_WHAT TO DO_
Look below and pull out each line with the word "crowd".
*** GIVEN RECORDS Section Begins ***
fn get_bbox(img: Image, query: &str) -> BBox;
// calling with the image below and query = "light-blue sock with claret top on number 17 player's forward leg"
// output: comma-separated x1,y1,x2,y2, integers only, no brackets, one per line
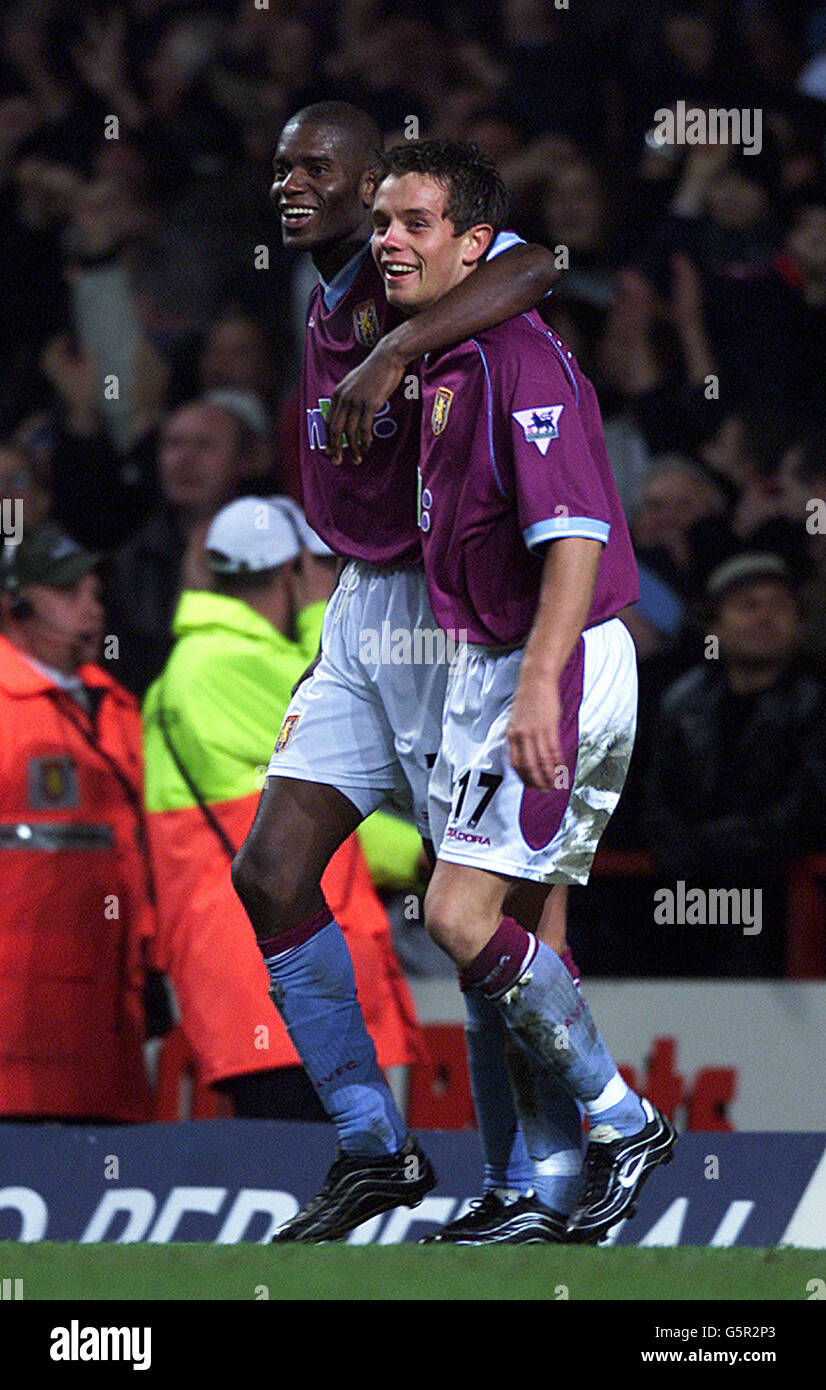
462,917,647,1137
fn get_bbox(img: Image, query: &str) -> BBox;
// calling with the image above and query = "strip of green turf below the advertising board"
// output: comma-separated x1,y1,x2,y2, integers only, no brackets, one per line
0,1241,826,1300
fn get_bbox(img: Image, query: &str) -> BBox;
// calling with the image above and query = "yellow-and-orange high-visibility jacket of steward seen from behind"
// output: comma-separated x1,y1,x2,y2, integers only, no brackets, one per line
143,591,421,1083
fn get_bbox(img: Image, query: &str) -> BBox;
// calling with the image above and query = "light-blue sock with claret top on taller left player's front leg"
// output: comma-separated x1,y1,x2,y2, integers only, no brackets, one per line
259,913,407,1155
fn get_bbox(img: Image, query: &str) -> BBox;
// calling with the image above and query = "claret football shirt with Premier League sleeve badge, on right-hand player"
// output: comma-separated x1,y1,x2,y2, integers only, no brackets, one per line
419,313,638,646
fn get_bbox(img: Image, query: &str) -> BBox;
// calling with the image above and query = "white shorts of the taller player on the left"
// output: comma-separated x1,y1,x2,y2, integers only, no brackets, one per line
267,560,455,837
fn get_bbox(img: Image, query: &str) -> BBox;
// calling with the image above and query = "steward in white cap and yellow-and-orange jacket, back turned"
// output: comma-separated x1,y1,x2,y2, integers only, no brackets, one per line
143,498,417,1119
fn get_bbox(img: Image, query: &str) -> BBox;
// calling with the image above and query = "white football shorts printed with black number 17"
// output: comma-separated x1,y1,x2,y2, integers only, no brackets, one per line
430,619,637,883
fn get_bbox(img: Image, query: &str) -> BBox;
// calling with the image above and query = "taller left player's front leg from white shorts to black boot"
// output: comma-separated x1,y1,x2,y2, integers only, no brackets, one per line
232,569,435,1240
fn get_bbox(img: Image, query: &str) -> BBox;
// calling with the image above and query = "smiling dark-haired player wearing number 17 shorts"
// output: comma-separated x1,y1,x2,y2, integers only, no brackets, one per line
373,140,676,1241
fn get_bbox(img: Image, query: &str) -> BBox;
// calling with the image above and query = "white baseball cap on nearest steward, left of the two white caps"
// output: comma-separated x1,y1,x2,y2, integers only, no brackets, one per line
204,498,300,574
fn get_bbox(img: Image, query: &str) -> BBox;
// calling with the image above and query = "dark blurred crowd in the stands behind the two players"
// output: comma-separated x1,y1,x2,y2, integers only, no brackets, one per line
0,0,826,1084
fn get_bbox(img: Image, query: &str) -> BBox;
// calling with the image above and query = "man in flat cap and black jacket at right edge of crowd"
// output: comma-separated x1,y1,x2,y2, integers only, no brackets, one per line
647,553,826,976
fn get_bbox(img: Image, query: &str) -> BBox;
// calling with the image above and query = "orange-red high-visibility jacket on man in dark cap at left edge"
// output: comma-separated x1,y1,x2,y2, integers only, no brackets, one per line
0,637,154,1120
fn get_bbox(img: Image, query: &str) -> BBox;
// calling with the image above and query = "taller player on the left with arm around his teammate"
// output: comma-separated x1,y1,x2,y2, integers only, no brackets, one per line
234,101,570,1241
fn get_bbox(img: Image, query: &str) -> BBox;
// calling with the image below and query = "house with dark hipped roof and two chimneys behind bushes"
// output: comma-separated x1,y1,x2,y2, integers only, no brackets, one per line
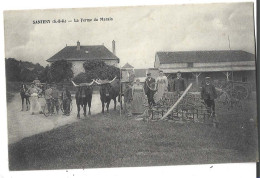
47,40,119,76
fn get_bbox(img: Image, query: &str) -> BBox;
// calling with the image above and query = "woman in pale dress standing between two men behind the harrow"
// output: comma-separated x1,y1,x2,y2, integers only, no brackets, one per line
154,71,168,103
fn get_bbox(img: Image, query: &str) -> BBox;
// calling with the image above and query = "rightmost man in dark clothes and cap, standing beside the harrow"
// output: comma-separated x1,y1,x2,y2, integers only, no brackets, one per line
201,77,217,117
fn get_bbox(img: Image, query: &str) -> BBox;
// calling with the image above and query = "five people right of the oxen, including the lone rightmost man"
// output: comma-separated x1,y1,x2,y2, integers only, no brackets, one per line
124,71,217,116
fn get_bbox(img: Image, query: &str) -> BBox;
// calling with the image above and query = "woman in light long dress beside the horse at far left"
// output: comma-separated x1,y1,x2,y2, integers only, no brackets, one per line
28,84,42,115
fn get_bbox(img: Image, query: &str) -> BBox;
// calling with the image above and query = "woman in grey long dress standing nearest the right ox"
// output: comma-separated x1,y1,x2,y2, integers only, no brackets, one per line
132,79,145,114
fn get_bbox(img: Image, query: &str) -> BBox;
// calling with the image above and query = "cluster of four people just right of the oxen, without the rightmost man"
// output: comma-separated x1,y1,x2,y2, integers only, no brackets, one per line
124,71,186,116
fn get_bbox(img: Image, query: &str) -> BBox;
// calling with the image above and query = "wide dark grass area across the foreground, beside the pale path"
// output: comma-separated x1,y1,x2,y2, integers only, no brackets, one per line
9,105,257,170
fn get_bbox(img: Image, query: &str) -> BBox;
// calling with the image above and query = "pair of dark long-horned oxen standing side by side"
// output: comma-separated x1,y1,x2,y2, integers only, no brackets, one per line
72,77,122,118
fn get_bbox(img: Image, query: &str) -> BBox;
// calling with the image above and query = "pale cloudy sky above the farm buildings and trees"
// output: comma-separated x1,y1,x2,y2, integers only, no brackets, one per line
4,3,255,68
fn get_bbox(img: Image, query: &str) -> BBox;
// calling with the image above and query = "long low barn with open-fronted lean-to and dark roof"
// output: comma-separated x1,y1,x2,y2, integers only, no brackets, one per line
154,50,255,85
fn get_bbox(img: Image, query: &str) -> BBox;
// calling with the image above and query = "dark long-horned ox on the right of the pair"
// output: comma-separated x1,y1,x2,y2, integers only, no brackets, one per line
95,77,120,113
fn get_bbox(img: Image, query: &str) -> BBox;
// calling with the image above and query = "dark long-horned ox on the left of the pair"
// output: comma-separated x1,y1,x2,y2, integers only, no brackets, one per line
72,80,94,119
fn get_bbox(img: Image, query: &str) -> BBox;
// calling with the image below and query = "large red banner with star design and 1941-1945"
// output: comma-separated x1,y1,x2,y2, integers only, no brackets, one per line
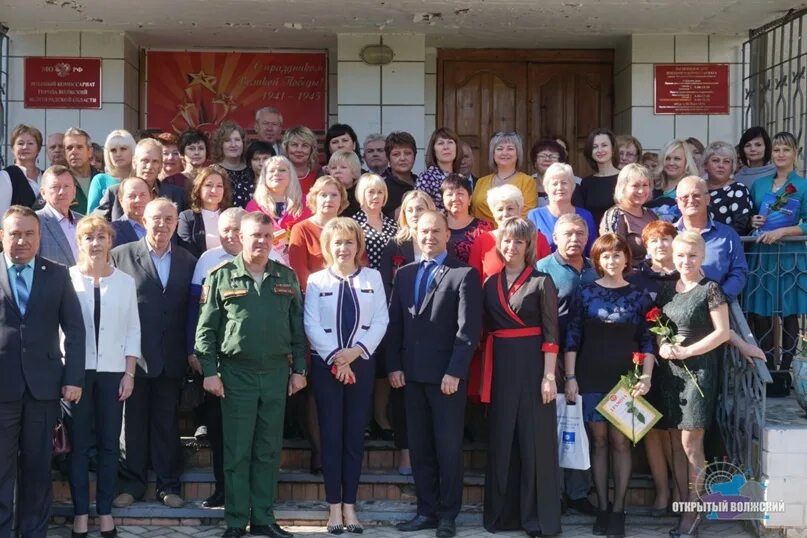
146,51,328,133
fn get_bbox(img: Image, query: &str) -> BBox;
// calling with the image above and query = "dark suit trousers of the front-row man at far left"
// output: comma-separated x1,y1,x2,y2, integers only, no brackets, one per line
0,390,59,538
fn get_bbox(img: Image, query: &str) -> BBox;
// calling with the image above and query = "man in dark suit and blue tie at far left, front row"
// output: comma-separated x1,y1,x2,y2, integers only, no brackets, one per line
0,205,84,538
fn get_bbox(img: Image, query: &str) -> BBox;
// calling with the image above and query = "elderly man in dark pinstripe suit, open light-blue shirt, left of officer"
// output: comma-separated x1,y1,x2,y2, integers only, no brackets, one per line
112,198,196,508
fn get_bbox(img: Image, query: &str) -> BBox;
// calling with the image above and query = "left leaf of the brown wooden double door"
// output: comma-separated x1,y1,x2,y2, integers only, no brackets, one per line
441,62,527,176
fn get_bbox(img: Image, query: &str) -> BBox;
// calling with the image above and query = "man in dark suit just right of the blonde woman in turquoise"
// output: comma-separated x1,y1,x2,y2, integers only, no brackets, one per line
94,138,187,221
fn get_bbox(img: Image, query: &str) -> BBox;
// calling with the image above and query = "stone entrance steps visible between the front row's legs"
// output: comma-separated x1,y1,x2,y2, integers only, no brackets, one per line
47,437,674,526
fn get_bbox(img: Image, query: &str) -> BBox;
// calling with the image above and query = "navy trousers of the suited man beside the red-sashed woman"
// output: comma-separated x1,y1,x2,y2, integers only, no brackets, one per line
404,381,466,520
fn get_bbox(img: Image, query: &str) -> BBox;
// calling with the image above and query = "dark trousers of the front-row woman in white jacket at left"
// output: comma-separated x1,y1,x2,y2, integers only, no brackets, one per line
68,370,123,516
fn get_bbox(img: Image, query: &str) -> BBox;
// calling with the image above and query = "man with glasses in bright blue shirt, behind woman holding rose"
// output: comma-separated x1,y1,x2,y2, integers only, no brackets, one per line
675,176,748,301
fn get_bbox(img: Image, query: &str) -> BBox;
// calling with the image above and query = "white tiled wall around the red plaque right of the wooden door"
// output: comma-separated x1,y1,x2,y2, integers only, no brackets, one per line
614,34,744,150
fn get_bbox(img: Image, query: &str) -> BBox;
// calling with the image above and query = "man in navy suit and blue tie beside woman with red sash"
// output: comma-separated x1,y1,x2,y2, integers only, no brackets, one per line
386,211,482,538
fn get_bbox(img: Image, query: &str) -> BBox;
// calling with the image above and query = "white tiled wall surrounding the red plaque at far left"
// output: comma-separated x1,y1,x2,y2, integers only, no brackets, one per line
8,32,140,160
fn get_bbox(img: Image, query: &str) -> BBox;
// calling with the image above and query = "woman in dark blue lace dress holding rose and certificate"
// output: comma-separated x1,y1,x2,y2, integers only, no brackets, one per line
565,233,655,536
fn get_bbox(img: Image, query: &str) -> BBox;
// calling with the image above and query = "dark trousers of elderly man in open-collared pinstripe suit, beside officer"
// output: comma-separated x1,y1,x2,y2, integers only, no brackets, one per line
118,372,182,500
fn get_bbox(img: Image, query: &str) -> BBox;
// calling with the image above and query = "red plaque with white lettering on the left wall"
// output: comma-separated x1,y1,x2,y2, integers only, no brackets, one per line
25,56,101,108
*** GIVEN RECORDS Section Ends ***
_WRITTEN SOLUTION_
// calling with the image above and query = "dark blurred crowd in the stands behind the two players"
// calling with the image above and query = "man in flat cap and black jacket at right edge of crowd"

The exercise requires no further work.